## To do
Please copy the Grafana high availability page below in full, character for character.
---------- Provided text ----------
Skip to main content
Version: Next

Grafana High Availability

Grafana can be configured for high availability (HA) so that the application can remain operational if a pod, node, or backing database goes down.

Turning on High Availability for Grafana changes the way that the application operates by turn on unified alerting mode which has grafana pods talk to each other. Unified alerting attempts remove duplicate alerts as much as possible but some duplicate will make it through to ensure that alerting still occurs if one or more pods errors, maintainers should be proactive and setup alerting tools to deduplicate when Grafana HA is one

Requirements

  • Enable Grafana IaC module that creates an RDS

Optional: turn Grafana RDS clustering on for multi-region AZ RDS HA

Grafana IaC

To enable HA turn on the Module grafana by either turning ont he module directly or setting grafna.inputs.high_availability to true

To enable HA for just Grafana set high_availability to true in grafana_inputs

Optional: you can also specify multiple rds_instance here for database HA

locals {
...
---------- Dataset excerpts ----------
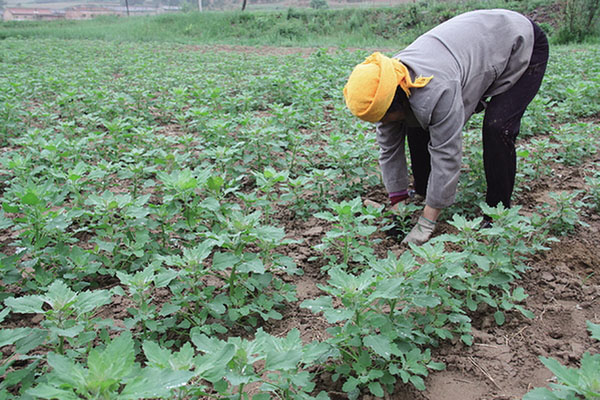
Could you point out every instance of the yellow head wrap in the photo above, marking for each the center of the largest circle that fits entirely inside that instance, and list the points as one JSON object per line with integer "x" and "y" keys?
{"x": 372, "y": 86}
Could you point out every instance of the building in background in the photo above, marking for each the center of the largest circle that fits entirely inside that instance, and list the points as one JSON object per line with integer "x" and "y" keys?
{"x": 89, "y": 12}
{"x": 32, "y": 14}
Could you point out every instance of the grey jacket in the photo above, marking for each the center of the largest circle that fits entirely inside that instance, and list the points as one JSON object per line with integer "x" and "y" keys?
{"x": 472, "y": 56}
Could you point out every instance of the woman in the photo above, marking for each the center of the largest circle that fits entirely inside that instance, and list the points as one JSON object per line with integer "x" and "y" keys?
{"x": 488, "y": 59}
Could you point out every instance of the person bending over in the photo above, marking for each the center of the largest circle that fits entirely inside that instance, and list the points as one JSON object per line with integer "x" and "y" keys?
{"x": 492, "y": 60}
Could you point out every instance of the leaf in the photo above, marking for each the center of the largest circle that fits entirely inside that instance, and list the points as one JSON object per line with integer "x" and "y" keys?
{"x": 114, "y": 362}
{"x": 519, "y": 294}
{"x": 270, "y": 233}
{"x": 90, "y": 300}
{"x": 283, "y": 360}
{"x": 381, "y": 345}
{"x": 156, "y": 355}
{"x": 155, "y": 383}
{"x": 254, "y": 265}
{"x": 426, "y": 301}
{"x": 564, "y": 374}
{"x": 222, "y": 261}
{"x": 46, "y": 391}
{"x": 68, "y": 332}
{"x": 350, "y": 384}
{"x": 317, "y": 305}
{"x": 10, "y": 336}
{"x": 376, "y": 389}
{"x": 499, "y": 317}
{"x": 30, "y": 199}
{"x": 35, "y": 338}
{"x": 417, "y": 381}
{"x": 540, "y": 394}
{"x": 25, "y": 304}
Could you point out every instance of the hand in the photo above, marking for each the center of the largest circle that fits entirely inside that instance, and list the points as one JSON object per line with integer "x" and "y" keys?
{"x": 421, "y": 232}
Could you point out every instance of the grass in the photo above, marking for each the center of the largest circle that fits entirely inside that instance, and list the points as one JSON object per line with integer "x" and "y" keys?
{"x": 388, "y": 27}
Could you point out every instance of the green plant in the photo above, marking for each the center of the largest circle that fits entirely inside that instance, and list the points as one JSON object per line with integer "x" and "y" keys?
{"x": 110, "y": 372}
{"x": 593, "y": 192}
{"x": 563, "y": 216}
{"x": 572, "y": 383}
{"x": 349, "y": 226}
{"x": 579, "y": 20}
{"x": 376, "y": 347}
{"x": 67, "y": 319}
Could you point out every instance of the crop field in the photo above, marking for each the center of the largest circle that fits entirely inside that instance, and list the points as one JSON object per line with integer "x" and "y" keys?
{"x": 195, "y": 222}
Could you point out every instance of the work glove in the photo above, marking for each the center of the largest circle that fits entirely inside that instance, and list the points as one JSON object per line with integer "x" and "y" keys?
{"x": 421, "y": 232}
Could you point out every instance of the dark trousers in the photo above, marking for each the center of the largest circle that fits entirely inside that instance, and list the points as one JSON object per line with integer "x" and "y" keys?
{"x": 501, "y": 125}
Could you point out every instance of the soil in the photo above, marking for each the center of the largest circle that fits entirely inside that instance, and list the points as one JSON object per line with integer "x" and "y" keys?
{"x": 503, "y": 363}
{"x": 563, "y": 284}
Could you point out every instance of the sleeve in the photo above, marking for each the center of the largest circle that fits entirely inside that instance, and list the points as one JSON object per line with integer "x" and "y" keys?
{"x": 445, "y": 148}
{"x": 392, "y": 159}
----------
## Solution for this problem
Skip to main content
Version: Next

Grafana High Availability

Grafana can be configured for high availability (HA) so that the application can remain operational if a pod, node, or backing database goes down.

Turning on High Availability for Grafana changes the way that the application operates by turn on unified alerting mode which has grafana pods talk to each other. Unified alerting attempts remove duplicate alerts as much as possible but some duplicate will make it through to ensure that alerting still occurs if one or more pods errors, maintainers should be proactive and setup alerting tools to deduplicate when Grafana HA is one

Requirements

  • Enable Grafana IaC module that creates an RDS

Optional: turn Grafana RDS clustering on for multi-region AZ RDS HA

Grafana IaC

To enable HA turn on the Module grafana by either turning ont he module directly or setting grafna.inputs.high_availability to true

To enable HA for just Grafana set high_availability to true in grafana_inputs

Optional: you can also specify multiple rds_instance here for database HA

locals {
...